- Exercise requirements: Give only the number of lines in the data that include the string "blurred".

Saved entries
• • • • • • •
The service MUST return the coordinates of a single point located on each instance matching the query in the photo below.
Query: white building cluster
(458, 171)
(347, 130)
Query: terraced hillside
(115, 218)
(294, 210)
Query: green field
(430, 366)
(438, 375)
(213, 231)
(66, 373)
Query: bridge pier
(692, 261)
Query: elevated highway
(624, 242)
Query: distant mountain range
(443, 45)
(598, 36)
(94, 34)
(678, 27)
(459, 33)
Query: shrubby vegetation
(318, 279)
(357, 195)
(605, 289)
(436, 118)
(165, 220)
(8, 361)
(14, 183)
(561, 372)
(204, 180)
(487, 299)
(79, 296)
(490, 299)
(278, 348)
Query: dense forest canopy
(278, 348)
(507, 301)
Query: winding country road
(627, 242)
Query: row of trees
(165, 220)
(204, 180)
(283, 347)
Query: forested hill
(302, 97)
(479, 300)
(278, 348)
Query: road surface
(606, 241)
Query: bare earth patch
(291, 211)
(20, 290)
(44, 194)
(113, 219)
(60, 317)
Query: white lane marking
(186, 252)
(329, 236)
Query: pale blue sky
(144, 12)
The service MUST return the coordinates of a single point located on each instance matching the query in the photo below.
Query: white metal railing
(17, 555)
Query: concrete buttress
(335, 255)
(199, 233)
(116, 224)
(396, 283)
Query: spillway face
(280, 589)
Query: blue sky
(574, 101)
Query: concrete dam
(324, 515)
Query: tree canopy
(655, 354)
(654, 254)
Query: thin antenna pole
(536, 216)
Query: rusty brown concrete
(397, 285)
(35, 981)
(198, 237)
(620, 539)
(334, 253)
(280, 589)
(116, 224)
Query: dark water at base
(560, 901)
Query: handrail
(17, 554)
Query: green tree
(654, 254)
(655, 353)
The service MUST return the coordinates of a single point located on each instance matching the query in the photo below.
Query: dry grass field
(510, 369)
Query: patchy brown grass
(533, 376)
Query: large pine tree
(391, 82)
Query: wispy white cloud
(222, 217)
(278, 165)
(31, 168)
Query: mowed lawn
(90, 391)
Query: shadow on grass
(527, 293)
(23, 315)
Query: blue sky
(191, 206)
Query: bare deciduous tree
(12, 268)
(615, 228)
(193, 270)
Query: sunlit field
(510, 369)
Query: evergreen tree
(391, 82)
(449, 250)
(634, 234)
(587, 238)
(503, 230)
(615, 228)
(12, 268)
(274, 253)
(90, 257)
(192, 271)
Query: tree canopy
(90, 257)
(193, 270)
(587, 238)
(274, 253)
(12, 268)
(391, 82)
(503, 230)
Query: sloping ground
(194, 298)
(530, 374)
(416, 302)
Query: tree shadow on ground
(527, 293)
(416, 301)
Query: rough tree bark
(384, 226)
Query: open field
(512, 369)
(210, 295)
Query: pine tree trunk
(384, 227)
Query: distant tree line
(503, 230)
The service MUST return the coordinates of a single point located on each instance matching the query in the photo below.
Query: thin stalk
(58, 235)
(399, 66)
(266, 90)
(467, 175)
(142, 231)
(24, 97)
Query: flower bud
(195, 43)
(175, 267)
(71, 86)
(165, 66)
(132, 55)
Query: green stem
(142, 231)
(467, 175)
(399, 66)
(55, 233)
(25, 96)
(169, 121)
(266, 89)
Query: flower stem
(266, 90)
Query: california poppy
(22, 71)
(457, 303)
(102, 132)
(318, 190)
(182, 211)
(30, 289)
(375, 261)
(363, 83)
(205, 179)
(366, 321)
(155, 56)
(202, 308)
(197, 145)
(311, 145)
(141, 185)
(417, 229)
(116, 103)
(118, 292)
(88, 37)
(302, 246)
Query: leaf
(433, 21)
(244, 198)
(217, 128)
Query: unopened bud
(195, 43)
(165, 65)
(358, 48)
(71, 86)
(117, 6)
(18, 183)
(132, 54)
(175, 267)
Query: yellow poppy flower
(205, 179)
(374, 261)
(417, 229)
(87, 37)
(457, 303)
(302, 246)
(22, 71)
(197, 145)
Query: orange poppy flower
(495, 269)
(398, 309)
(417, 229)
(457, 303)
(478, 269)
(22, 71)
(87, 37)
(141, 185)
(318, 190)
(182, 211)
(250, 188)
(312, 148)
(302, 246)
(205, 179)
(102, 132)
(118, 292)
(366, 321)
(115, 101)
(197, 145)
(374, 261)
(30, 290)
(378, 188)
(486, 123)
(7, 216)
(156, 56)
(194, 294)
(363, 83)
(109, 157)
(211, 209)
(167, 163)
• • • • • • •
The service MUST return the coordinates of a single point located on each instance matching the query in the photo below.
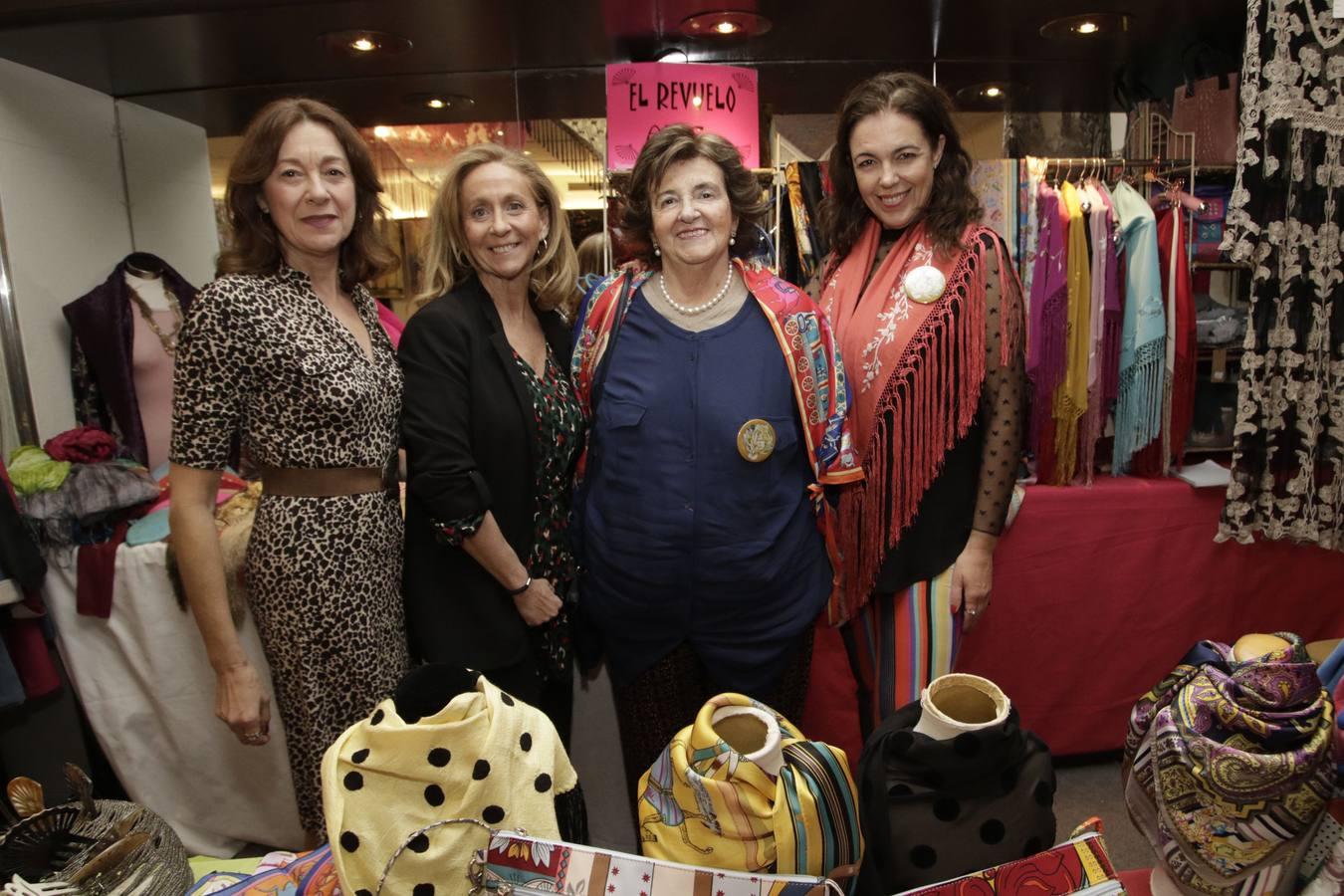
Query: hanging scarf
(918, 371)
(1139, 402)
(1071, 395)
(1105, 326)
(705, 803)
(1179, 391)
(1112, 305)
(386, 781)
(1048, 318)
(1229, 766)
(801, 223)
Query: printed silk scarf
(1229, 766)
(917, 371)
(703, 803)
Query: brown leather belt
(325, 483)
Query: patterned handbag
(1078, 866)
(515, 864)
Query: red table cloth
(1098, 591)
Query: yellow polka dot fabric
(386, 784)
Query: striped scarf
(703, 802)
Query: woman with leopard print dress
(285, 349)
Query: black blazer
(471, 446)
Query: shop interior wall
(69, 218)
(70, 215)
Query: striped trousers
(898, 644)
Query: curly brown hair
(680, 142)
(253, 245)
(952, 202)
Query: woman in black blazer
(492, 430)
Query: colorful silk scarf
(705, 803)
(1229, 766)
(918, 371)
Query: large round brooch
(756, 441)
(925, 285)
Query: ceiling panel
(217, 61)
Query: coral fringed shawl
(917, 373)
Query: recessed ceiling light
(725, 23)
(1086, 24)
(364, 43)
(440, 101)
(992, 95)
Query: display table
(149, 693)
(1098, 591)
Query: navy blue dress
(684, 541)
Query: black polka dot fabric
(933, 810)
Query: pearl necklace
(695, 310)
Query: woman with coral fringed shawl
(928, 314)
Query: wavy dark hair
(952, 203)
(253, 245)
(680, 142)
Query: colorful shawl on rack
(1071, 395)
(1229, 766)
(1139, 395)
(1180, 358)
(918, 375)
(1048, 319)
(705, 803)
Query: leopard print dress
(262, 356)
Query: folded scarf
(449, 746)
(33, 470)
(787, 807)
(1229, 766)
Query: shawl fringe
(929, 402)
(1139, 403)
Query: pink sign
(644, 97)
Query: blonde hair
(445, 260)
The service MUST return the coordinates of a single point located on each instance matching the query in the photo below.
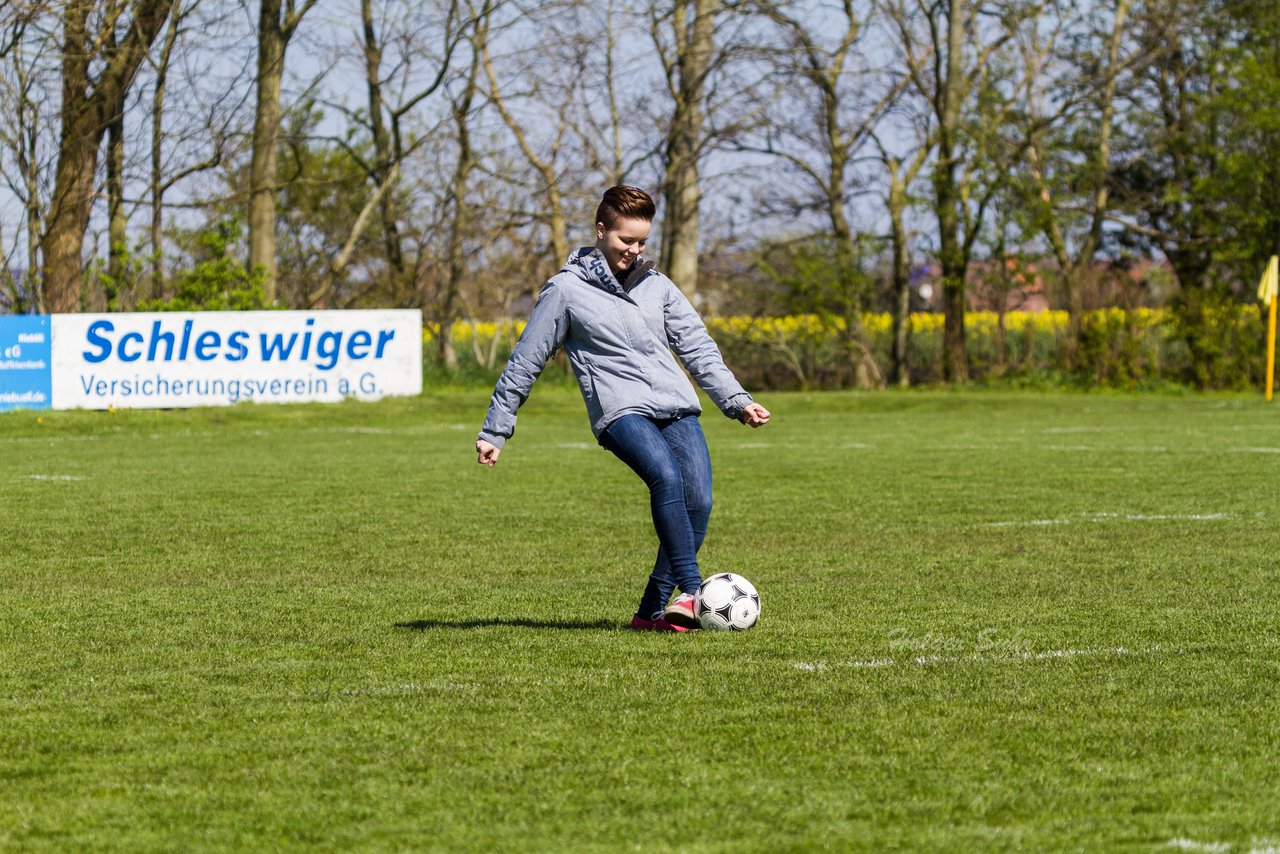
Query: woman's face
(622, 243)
• • • • • • •
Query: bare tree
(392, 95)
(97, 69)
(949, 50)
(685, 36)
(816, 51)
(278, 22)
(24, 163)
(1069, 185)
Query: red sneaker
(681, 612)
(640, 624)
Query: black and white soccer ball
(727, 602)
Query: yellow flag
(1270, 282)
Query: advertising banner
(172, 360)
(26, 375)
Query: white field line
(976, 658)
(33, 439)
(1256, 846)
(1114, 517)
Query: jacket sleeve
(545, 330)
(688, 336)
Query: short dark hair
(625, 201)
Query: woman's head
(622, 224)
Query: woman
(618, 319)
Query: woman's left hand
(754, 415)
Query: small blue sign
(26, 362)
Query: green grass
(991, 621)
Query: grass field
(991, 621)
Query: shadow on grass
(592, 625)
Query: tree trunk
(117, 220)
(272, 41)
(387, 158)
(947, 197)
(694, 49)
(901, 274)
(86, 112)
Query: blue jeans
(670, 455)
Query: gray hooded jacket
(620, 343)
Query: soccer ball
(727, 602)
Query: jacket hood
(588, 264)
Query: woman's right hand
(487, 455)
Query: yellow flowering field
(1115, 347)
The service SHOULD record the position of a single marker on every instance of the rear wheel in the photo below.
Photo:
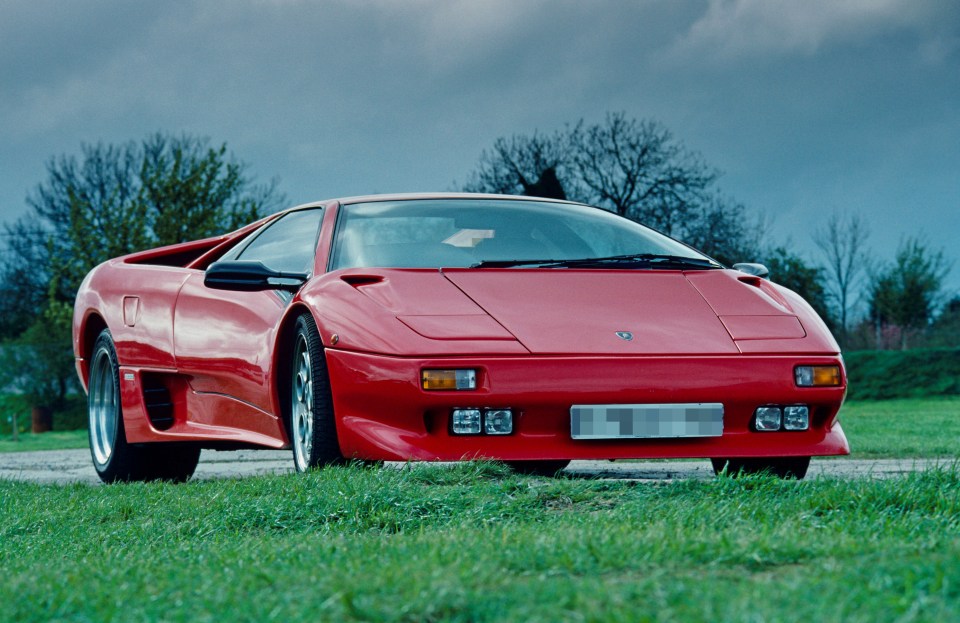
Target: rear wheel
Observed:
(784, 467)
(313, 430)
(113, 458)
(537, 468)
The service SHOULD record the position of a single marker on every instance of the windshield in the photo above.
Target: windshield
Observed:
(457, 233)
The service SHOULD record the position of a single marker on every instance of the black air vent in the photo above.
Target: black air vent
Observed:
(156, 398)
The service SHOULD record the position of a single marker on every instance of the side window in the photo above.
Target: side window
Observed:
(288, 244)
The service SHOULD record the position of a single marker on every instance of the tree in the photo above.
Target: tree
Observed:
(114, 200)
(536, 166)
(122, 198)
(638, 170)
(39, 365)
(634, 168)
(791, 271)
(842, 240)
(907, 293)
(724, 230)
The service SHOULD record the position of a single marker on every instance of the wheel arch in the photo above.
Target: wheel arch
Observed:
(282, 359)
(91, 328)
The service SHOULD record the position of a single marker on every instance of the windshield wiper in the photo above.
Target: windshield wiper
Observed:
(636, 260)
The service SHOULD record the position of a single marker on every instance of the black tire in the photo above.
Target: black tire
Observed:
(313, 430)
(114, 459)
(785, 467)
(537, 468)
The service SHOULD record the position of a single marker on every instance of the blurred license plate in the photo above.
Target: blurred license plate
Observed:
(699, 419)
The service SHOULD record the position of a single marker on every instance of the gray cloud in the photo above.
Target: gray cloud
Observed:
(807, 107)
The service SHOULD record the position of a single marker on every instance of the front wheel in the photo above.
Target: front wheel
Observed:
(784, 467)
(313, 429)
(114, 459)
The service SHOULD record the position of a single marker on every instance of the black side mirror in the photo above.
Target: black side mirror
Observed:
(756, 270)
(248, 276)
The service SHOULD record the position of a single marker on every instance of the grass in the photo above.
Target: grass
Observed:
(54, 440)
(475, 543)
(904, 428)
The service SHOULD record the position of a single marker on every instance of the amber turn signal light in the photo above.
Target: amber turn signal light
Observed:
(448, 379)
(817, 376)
• • • • • • •
- Task solution: 2